Work instructions: Rewrite the Mother's Day post from the passage beginning with "I am always" through the words "couldn’t stop crying.", putting "Facebook" in place of "book of faces".

Document excerpt:
I had a completely different post planned for today. Keep your eyes peeled for “Sapphic Empowerment”.
Today, I’m writing about something that happened when I woke up yesterday for Mother’s Day.
I am always a little cautious on Mother’s Day. Over the years, I have found that something about this day elicits unexpected emotions. This year was no different.
There I was on the book of faces, looking at Mother’s Day posts from my cousins, friends, and others posting about their mothers, living or passed. I was sitting right next to my mother. I, too, have typically posted something marking the occasion, with pictures of us with her, usually laughing, some words about how much I love her, and am grateful she’s my mother.
That was my plan when I pulled up my photos to start looking for ones to post. That’s when it started. I kept looking at these photos of moments I’ve shared with my mother, remembering details about each one. That’s when it hit me: my mother has no memory of most of them. And I couldn’t stop crying.
Getting prepared for the journey
My mother was diagnosed with dementia in 2020. Since that time, I have done a lot of work to manage my emotions around this. I’m grateful that the diagnosis came while I was working on my Spiritual Practitioner license. I learned so much about myself, how spiritual alignment comes with emotional detachment. How joy, grief, and gratitude go hand-in-hand. The lessons all came at the perfect time, as lessons always do. Gratefully, over the last 5 years, I have had an enormous amount of support finding peace around this journey.

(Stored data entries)
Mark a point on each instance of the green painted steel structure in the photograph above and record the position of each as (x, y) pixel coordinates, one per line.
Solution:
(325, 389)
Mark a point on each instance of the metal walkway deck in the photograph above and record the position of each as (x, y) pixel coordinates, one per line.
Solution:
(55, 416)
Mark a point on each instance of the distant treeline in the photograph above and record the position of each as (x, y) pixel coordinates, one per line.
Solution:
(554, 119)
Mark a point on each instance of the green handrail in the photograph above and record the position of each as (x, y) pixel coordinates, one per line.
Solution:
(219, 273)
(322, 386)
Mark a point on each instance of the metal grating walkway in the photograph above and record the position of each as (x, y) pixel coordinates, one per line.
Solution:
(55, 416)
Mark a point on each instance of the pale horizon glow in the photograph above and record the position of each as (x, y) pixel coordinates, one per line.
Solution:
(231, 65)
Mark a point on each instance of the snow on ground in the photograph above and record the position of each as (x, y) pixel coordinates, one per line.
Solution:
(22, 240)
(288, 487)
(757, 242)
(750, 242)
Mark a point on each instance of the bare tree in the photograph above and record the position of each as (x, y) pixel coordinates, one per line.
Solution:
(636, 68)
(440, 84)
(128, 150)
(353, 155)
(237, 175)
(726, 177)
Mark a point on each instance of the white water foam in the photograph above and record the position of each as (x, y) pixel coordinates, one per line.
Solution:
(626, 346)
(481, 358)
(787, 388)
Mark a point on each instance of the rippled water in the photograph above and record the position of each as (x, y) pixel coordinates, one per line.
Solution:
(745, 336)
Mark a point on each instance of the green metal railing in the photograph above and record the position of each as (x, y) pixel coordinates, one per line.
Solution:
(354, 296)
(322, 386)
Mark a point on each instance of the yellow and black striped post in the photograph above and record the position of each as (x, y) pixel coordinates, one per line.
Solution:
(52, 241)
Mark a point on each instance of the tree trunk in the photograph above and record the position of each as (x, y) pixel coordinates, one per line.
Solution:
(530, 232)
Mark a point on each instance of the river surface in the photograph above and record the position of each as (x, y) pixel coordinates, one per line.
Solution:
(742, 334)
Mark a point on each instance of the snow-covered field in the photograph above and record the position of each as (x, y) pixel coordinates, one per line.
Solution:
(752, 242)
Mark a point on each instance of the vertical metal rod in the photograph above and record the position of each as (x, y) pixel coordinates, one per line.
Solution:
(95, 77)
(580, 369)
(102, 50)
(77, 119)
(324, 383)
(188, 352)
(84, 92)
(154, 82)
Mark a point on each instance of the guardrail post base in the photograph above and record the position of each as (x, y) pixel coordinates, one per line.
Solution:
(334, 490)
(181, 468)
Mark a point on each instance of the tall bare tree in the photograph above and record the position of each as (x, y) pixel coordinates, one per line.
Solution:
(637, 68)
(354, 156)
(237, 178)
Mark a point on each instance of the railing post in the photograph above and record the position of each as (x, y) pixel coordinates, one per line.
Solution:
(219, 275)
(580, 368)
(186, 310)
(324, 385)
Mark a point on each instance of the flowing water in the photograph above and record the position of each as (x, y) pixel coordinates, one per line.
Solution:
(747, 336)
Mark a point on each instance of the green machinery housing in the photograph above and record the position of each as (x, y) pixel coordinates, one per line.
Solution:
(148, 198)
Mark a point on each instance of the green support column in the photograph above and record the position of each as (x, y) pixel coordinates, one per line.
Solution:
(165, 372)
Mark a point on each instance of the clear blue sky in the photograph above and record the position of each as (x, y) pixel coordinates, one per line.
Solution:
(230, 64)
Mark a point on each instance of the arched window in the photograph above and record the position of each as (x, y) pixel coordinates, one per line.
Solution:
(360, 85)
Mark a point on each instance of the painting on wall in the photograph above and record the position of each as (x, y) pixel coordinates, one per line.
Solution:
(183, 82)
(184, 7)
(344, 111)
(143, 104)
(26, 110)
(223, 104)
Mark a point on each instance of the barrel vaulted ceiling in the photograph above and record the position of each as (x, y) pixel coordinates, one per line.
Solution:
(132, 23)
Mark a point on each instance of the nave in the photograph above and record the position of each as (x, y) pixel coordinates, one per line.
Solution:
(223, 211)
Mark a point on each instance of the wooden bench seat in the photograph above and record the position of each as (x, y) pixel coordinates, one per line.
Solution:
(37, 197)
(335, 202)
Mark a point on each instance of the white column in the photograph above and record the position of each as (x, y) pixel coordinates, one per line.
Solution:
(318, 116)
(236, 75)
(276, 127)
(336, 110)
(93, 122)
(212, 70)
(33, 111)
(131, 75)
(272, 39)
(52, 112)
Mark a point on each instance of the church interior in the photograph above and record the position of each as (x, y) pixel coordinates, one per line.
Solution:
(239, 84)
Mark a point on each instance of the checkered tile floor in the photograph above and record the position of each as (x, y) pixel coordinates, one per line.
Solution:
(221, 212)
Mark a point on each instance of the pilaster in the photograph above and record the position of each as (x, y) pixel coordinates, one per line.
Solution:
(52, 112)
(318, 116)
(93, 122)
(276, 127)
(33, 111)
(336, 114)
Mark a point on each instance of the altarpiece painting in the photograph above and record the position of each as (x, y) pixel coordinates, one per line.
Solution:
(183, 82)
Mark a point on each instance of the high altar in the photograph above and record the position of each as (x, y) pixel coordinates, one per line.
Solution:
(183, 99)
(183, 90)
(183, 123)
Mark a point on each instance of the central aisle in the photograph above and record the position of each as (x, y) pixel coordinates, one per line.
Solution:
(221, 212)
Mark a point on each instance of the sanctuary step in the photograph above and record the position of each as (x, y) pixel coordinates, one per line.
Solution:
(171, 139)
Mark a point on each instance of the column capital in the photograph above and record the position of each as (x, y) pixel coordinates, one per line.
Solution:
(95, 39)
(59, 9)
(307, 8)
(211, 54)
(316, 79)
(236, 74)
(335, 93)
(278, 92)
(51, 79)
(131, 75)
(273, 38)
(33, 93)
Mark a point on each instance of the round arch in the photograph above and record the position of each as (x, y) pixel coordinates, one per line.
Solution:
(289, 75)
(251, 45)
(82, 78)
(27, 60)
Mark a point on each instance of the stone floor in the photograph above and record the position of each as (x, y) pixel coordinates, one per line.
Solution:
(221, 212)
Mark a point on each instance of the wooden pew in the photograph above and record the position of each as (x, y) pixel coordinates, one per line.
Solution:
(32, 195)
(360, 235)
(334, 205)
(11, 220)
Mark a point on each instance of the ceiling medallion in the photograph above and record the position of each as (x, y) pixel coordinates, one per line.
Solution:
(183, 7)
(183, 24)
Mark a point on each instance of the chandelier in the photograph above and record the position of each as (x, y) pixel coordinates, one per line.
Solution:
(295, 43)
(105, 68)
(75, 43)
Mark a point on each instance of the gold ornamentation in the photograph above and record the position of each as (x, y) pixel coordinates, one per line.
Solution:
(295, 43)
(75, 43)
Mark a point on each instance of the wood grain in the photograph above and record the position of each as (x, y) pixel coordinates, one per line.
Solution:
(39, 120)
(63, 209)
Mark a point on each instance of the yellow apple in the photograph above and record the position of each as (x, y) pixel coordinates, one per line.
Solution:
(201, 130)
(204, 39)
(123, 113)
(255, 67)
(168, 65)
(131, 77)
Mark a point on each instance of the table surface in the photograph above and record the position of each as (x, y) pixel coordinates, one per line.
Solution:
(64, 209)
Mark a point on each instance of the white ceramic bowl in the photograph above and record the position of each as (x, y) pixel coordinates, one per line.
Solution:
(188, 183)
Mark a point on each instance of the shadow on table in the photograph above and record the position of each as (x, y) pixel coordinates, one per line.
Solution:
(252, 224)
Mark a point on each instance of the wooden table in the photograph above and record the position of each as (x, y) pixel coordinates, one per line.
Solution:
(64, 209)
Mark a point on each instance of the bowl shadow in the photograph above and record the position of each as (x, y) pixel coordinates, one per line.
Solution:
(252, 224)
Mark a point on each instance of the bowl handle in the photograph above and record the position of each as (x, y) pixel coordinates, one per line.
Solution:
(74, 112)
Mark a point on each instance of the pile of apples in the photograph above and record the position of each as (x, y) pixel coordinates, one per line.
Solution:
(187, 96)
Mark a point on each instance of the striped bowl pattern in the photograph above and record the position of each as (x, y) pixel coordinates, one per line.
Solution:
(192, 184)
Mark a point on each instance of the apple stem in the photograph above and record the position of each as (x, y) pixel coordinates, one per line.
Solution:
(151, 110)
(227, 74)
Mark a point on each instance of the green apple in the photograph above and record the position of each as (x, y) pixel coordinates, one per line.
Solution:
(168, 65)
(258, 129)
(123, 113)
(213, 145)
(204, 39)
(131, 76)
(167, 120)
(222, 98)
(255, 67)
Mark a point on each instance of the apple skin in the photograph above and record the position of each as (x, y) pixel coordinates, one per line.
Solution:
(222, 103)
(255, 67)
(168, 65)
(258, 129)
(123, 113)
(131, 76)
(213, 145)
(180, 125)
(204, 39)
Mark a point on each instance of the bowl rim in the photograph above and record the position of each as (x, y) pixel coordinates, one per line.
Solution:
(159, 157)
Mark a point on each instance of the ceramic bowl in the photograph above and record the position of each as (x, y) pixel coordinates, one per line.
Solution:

Result below:
I am always a little cautious on Mother’s Day. Over the years, I have found that something about this day elicits unexpected emotions. This year was no different.
There I was on the Facebook, looking at Mother’s Day posts from my cousins, friends, and others posting about their mothers, living or passed. I was sitting right next to my mother. I, too, have typically posted something marking the occasion, with pictures of us with her, usually laughing, some words about how much I love her, and am grateful she’s my mother.
That was my plan when I pulled up my photos to start looking for ones to post. That’s when it started. I kept looking at these photos of moments I’ve shared with my mother, remembering details about each one. That’s when it hit me: my mother has no memory of most of them. And I couldn’t stop crying.